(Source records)
+ + + + + + +

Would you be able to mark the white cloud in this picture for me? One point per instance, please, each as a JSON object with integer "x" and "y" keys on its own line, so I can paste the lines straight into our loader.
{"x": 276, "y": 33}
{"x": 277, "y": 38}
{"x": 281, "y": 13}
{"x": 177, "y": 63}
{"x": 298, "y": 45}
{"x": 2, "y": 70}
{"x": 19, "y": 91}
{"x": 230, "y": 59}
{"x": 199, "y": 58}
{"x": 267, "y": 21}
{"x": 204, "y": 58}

+ + + + + + +

**What to work on**
Transcribe all of the material exactly. Omit nothing.

**Result**
Would you be able to mark the white cloud in this picture for me? One point per instance, please, each as a JSON object with integer "x" and "y" keys on its own line, so I can paste the lines straight into our loader.
{"x": 276, "y": 33}
{"x": 277, "y": 38}
{"x": 281, "y": 13}
{"x": 177, "y": 63}
{"x": 298, "y": 45}
{"x": 2, "y": 70}
{"x": 19, "y": 91}
{"x": 230, "y": 59}
{"x": 199, "y": 58}
{"x": 267, "y": 21}
{"x": 204, "y": 58}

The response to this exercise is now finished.